Your answer should be one number: how many lines of the data include the string "sleeve"?
** Opening STORED DATA block **
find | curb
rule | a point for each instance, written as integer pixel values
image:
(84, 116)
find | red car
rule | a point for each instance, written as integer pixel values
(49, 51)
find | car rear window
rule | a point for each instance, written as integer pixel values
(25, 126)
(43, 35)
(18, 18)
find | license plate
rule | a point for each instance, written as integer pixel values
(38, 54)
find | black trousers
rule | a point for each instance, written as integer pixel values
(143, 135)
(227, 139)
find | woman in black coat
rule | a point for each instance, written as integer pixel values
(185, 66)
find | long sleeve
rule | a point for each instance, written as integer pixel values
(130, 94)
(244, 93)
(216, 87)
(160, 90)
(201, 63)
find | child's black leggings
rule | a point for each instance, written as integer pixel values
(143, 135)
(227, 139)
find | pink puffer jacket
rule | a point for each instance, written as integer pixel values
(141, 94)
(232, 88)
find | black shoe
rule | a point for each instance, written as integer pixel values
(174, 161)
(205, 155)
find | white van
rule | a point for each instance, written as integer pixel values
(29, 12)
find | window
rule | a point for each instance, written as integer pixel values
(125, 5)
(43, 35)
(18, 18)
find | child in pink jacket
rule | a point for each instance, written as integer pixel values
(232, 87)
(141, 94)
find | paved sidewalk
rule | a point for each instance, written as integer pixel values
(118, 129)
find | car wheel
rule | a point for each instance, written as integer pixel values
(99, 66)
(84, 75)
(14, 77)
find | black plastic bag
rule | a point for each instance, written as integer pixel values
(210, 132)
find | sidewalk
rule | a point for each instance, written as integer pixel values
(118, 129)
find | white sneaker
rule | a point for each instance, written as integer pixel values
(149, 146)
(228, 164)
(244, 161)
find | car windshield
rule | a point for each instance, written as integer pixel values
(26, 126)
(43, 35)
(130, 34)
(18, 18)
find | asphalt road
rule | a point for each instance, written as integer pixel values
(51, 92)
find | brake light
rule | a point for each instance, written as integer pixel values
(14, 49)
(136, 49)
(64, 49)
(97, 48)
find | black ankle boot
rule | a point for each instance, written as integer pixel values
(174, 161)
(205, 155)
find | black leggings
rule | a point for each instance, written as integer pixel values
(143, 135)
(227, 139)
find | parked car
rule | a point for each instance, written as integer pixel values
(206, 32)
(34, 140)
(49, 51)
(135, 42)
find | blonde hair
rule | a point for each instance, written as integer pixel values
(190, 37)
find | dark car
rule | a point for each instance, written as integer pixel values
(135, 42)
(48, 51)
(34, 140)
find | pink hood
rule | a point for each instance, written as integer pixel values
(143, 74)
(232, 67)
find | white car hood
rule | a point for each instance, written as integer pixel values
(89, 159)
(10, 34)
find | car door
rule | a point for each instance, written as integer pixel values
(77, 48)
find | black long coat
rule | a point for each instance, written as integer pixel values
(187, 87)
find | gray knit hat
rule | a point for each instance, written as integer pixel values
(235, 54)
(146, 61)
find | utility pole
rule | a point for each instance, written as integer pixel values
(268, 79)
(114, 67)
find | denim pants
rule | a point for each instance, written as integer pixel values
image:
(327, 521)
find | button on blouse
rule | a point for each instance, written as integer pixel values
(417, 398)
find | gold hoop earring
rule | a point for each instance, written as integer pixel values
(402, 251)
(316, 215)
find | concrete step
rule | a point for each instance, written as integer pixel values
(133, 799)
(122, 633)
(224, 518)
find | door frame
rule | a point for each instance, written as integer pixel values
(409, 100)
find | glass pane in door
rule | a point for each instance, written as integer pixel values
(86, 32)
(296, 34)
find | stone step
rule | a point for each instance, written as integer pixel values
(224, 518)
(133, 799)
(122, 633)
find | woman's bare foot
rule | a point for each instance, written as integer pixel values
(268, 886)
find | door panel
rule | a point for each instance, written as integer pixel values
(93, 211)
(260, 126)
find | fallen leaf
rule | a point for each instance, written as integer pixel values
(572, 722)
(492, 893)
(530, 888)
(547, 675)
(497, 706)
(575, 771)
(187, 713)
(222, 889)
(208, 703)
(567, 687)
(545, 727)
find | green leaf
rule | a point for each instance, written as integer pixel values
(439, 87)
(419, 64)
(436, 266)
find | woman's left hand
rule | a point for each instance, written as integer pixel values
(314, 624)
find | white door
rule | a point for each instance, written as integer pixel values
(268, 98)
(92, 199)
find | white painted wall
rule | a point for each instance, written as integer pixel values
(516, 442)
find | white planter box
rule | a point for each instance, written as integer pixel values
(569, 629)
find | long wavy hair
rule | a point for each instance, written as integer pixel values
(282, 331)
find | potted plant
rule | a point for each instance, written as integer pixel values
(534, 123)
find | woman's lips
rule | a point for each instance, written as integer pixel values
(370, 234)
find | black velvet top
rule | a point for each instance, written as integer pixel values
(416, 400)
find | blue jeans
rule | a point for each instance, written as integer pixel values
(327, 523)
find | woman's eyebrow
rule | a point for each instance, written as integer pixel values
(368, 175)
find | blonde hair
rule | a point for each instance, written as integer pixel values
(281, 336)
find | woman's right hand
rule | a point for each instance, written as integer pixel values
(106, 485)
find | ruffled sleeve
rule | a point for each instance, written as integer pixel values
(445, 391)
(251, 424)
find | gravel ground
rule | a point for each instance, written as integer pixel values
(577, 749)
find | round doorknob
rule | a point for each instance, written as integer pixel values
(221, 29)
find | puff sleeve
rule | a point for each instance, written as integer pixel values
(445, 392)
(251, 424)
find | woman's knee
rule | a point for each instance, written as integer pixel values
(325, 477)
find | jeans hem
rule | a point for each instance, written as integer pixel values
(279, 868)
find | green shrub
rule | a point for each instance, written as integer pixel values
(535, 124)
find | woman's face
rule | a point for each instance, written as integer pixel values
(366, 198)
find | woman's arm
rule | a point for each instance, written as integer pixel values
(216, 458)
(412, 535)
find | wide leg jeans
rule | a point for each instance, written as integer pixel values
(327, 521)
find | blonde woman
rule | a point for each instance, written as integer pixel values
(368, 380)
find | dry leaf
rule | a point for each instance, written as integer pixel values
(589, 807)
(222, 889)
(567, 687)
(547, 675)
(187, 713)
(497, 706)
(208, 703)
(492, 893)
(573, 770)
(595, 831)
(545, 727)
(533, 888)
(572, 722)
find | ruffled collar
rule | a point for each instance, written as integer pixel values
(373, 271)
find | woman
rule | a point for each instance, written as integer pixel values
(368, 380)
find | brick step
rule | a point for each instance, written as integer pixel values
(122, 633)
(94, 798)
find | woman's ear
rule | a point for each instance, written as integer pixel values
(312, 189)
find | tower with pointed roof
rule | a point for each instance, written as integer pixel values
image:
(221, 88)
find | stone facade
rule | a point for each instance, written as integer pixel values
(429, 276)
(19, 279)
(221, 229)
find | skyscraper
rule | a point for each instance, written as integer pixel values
** Closing STORED DATA block **
§ RESULT OF THE EXERCISE:
3